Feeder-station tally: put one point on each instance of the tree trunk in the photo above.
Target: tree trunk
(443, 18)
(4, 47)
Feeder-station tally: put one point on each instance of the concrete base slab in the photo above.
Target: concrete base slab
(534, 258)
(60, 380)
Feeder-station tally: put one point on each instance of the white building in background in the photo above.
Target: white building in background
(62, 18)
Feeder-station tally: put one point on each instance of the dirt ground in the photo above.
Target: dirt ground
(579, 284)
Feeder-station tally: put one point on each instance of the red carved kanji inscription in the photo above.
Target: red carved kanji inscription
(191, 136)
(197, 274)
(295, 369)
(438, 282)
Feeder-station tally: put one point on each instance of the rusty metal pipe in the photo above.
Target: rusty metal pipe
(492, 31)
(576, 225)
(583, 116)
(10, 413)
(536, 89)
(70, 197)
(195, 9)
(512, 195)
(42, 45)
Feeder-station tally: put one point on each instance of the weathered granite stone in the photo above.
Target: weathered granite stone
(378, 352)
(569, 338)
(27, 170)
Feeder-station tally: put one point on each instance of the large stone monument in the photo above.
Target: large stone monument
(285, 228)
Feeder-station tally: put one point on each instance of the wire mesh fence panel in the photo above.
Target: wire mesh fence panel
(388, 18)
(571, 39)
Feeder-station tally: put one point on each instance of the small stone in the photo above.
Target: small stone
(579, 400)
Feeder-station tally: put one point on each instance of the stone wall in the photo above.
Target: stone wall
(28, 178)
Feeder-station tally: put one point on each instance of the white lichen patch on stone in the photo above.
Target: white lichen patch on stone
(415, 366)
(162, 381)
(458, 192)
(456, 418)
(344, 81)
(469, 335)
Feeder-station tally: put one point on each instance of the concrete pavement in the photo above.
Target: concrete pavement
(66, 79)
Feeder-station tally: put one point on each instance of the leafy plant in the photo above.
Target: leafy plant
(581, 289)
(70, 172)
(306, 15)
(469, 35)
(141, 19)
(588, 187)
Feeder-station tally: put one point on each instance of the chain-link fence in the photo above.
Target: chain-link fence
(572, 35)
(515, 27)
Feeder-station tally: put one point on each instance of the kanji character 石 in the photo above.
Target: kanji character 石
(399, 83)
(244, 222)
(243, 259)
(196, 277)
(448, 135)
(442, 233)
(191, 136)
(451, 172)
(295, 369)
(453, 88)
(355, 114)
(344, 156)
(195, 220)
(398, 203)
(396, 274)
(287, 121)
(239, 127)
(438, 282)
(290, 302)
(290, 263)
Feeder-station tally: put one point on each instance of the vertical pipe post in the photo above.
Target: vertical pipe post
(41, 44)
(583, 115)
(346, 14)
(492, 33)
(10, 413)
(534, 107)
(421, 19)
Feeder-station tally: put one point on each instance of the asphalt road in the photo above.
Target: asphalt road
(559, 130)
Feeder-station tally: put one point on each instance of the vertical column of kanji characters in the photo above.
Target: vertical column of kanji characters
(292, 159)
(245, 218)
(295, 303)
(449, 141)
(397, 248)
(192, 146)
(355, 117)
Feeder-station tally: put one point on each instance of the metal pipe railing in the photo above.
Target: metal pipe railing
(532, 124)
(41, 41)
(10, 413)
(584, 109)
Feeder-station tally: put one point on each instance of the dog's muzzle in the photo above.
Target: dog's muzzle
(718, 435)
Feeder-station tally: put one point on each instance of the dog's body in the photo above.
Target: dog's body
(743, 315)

## Task requirements
Please write out, exactly as they appear above, only the lines in the stretch from the line with "Target: kanji character 石" through the line with "railing in the photo above.".

## Task response
Target: kanji character 石
(399, 83)
(244, 222)
(243, 259)
(196, 277)
(448, 135)
(442, 233)
(191, 136)
(451, 172)
(295, 369)
(453, 88)
(355, 114)
(344, 156)
(195, 220)
(398, 203)
(396, 274)
(287, 121)
(239, 127)
(438, 282)
(290, 302)
(290, 263)
Feeder-station tally: put one point on each instance of the vertical pipe post in the photo above.
Target: vertical pipe post
(41, 44)
(583, 115)
(346, 14)
(492, 33)
(10, 413)
(534, 107)
(421, 19)
Feeder-station tally: put one point on each instance of the asphalt road in the photo above.
Target: asphalt road
(559, 130)
Feeder-station tally: put one point on each instance of the vertical column of kanji characters in the photo above.
Target: vertical column of kanji characters
(292, 159)
(245, 218)
(295, 303)
(449, 141)
(397, 248)
(192, 146)
(355, 117)
Feeder-station tally: put one point on each instance of the metal pipe railing in the photo above.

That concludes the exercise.